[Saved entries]
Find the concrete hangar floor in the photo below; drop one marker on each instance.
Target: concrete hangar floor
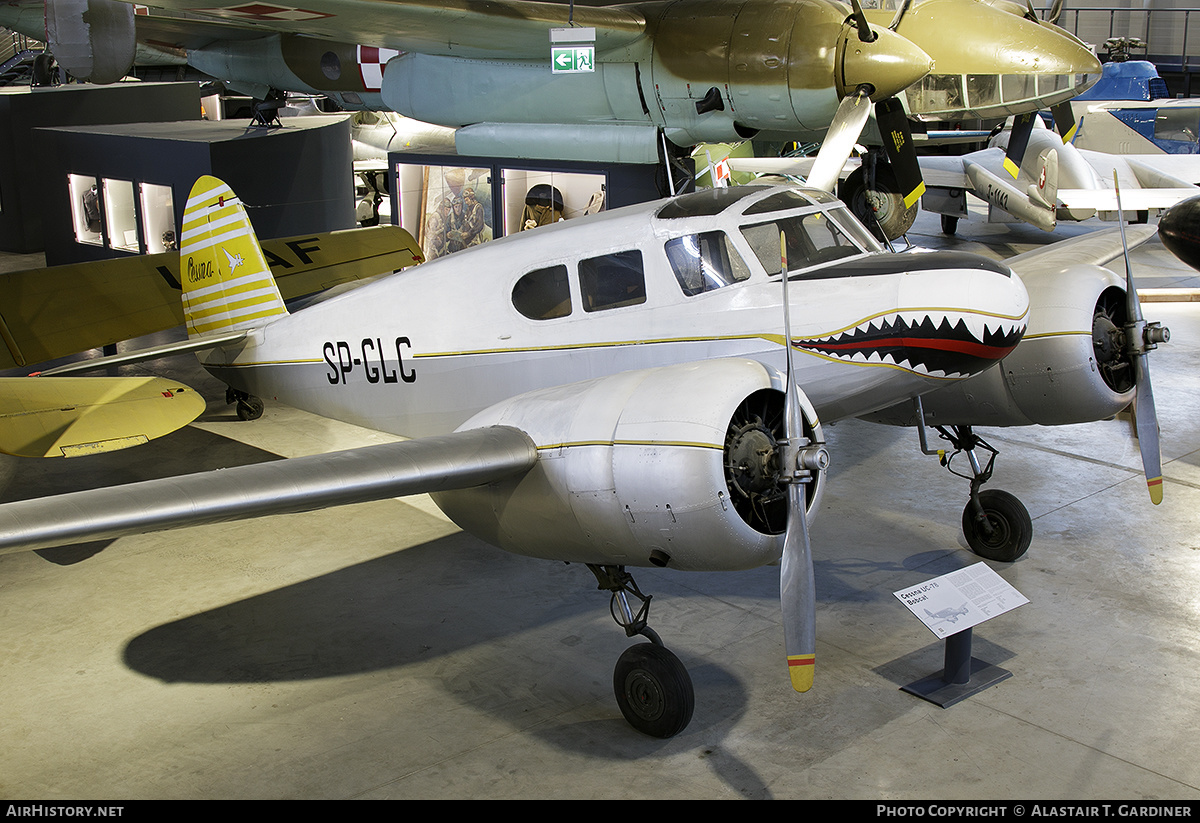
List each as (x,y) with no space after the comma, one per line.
(377,652)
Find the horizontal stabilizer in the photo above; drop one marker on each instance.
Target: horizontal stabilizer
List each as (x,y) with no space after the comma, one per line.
(1132,199)
(461,460)
(75,416)
(145,355)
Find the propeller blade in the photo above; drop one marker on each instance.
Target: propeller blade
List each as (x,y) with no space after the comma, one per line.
(1145,415)
(797,589)
(1018,139)
(797,594)
(895,20)
(898,144)
(1065,121)
(864,28)
(847,125)
(1146,422)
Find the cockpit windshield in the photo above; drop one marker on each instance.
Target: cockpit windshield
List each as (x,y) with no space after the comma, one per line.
(811,240)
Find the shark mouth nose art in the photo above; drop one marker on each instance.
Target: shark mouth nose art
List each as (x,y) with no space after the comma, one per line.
(933,343)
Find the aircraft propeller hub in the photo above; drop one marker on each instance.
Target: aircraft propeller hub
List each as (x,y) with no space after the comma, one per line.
(888,65)
(753,458)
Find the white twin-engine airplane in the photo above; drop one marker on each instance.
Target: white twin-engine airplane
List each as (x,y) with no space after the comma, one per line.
(616,390)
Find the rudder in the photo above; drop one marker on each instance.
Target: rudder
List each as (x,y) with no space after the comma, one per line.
(227,282)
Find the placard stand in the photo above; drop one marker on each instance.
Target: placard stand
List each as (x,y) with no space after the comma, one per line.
(963,676)
(951,606)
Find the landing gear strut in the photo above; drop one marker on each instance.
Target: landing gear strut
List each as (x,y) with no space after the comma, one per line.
(996,524)
(249,407)
(652,686)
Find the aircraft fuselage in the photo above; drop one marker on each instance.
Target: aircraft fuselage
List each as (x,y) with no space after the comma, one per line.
(635,288)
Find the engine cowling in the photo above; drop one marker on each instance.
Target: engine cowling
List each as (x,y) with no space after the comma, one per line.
(1069,366)
(665,467)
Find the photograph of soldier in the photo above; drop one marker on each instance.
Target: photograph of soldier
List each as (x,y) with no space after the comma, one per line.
(457,210)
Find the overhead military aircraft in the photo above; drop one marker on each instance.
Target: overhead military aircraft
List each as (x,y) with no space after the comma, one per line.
(684,72)
(639,388)
(1054,181)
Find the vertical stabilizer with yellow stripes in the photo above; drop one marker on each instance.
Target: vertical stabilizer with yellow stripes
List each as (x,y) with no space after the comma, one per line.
(227,283)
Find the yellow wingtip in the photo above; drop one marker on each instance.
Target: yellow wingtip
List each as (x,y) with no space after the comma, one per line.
(913,196)
(801,668)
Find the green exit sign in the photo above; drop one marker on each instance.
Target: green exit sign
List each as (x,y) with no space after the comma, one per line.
(573,59)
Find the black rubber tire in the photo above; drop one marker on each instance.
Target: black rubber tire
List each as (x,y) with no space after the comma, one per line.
(653,690)
(250,408)
(1012,527)
(891,215)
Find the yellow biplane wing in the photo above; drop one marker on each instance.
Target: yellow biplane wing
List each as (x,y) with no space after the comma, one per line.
(69,416)
(48,313)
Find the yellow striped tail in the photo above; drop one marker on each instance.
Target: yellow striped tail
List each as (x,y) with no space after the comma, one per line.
(227,283)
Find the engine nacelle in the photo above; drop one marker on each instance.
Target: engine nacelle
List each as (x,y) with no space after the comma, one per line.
(1069,366)
(664,467)
(94,40)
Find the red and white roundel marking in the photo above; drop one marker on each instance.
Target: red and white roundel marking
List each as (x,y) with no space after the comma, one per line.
(371,62)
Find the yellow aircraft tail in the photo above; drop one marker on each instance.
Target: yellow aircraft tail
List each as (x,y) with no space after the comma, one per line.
(227,282)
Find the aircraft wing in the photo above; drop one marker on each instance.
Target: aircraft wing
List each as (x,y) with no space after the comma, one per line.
(945,173)
(461,460)
(48,313)
(1132,199)
(1095,247)
(73,416)
(513,29)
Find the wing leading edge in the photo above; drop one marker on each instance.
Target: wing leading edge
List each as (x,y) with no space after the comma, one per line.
(461,460)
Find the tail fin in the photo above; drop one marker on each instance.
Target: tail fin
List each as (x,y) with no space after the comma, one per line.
(227,283)
(1043,178)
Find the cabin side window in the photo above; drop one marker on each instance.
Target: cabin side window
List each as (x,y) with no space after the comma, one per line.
(811,240)
(705,262)
(612,281)
(543,294)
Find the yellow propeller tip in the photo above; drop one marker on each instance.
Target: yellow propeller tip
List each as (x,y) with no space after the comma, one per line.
(801,667)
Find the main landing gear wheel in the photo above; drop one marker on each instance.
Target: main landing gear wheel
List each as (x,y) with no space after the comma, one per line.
(249,407)
(653,690)
(880,208)
(995,523)
(999,528)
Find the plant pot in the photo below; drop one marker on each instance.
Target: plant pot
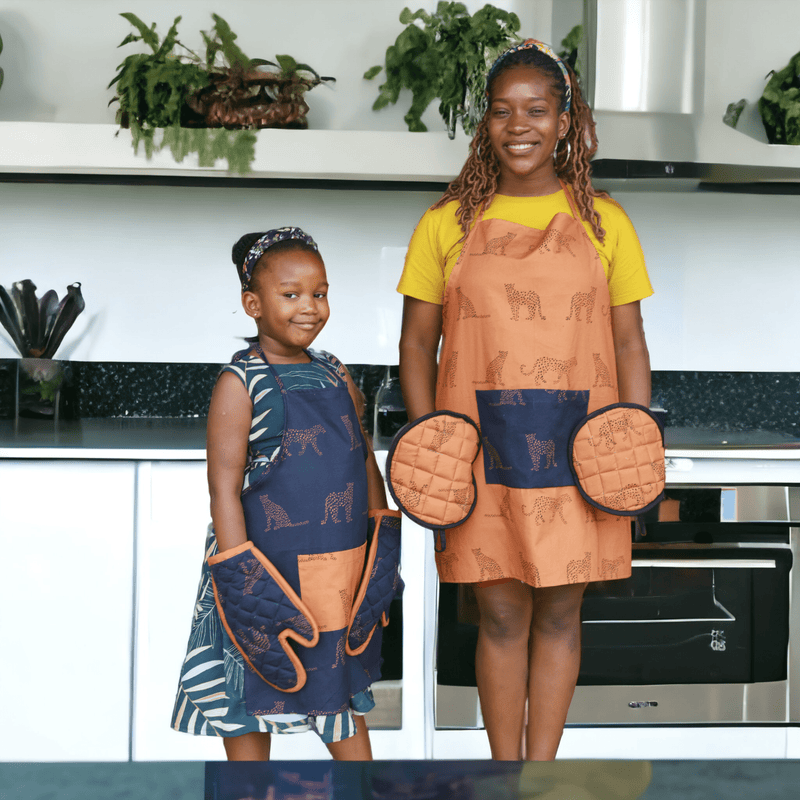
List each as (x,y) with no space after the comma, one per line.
(45,389)
(249,99)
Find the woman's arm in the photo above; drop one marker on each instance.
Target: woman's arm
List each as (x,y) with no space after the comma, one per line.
(419,345)
(630,348)
(376,493)
(229,417)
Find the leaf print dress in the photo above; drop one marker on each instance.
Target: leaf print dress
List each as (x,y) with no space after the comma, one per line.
(210,699)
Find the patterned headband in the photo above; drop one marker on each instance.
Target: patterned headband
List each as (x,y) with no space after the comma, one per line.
(533,44)
(263,244)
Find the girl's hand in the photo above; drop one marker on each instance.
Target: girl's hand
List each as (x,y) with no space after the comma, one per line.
(419,345)
(633,359)
(229,417)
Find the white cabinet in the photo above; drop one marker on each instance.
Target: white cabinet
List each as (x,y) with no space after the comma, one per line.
(66,533)
(172,515)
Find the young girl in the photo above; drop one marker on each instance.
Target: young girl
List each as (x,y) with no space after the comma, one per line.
(291,479)
(532,279)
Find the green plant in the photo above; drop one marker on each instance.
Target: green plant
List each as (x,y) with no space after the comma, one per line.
(207,105)
(780,104)
(445,56)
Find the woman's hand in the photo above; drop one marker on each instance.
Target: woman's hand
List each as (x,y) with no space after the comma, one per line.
(229,417)
(630,349)
(419,345)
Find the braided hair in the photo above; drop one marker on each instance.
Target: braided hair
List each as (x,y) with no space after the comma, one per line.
(241,249)
(476,184)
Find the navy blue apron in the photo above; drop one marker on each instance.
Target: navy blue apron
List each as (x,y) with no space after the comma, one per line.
(308,517)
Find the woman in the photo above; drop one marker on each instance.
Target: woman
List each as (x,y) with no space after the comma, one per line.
(531,279)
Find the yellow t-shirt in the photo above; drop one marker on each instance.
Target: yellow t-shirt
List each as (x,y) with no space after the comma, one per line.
(435,246)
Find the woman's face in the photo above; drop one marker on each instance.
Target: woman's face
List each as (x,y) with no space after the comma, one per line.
(524,128)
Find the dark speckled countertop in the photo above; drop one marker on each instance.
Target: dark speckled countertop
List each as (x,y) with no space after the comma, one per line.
(176,438)
(114,407)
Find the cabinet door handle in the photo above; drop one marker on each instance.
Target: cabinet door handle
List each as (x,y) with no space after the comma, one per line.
(709,563)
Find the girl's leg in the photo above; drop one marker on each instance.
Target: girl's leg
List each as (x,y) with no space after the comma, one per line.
(248,747)
(555,657)
(355,748)
(501,663)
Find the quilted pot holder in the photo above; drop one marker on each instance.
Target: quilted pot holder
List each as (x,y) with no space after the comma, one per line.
(381,581)
(261,612)
(617,458)
(429,469)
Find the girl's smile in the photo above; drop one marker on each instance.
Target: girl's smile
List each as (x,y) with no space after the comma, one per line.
(524,128)
(289,303)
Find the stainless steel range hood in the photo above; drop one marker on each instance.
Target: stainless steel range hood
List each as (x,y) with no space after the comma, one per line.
(645,80)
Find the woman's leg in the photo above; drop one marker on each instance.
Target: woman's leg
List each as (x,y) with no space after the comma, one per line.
(501,663)
(247,747)
(555,658)
(354,748)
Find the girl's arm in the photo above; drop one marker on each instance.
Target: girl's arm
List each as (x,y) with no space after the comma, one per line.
(419,345)
(229,417)
(630,348)
(376,494)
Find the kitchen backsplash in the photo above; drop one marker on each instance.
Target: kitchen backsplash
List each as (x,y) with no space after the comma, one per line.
(726,401)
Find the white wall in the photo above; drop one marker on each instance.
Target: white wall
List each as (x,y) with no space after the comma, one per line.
(159,284)
(156,270)
(59,55)
(155,263)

## [What needs to be done]
Copy exactly, word for word, the line with "Find the girl's smile" through the final line of the listing.

## [Complete output]
Find the girl's smile in the photo above; drop one marker on each instance.
Target: girl's smile
List each as (x,y) with no space after the comma, one per line.
(524,128)
(289,303)
Find the stainless steel range hood in the photo above; drop one marker on each instance.
Target: stainless steel range hood
List each as (x,y) with no space after the comma, one per line.
(645,80)
Find the woman's leg in the photo above; drop one marker on each instance.
Target: woman's leg
List each as (x,y) with no space after the comma, one per line.
(501,663)
(247,747)
(555,658)
(354,748)
Find the girl's arm in the photo above; drop one marker on each instance.
Target: girl's arm
List each as (x,y) with no space after the comma, one per line.
(419,345)
(229,417)
(630,348)
(376,494)
Find the kitchen backsplash in the photo above; drop one marker on each instance.
Target: kitchen backsplash
List each as (x,y) with no space after the comma, one per line.
(726,401)
Find the white wall in the photo above; drop one marker on each instance.
Target: white wall
List each as (x,y) with no space after the comma, one per line.
(159,284)
(156,270)
(59,55)
(155,263)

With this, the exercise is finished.